Record extracts
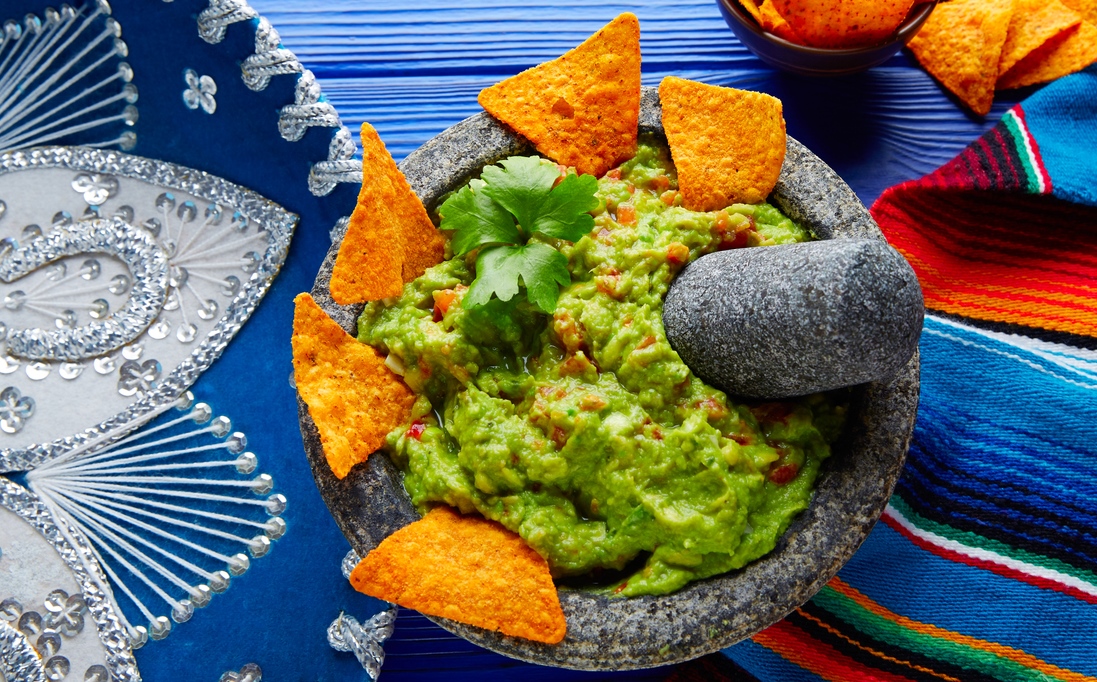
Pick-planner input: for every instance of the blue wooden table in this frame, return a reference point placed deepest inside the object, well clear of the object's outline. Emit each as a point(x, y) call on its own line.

==

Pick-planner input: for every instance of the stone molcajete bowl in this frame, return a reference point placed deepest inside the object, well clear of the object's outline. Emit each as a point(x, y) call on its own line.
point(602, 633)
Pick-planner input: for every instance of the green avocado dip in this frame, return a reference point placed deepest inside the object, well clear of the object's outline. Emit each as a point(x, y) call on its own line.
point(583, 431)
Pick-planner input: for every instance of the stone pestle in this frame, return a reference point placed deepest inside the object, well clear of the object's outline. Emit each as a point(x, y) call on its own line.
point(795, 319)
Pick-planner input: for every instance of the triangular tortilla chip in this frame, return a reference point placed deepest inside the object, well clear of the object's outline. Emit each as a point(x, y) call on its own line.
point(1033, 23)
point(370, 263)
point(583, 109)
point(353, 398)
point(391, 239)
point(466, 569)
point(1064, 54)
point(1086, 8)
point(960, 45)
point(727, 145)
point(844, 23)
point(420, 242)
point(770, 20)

Job
Convert the data from the line containing "Pick-planner input: for every instance of the triangular" through the line containing "point(770, 20)", both included, into a JSON list of strings with one string per line and blank lines omitted.

Output for this exercise
[
  "Pick-planner input: for every instance of the triangular tortilla chip in this frame, return a reference point placed deepest inside the object, well clear of the object's outline. Emit each as a point(x, y) call on its own line.",
  "point(1033, 23)",
  "point(370, 263)",
  "point(583, 109)",
  "point(353, 398)",
  "point(391, 239)",
  "point(466, 569)",
  "point(1064, 54)",
  "point(1086, 8)",
  "point(960, 45)",
  "point(727, 145)",
  "point(844, 23)",
  "point(420, 242)",
  "point(770, 20)"
]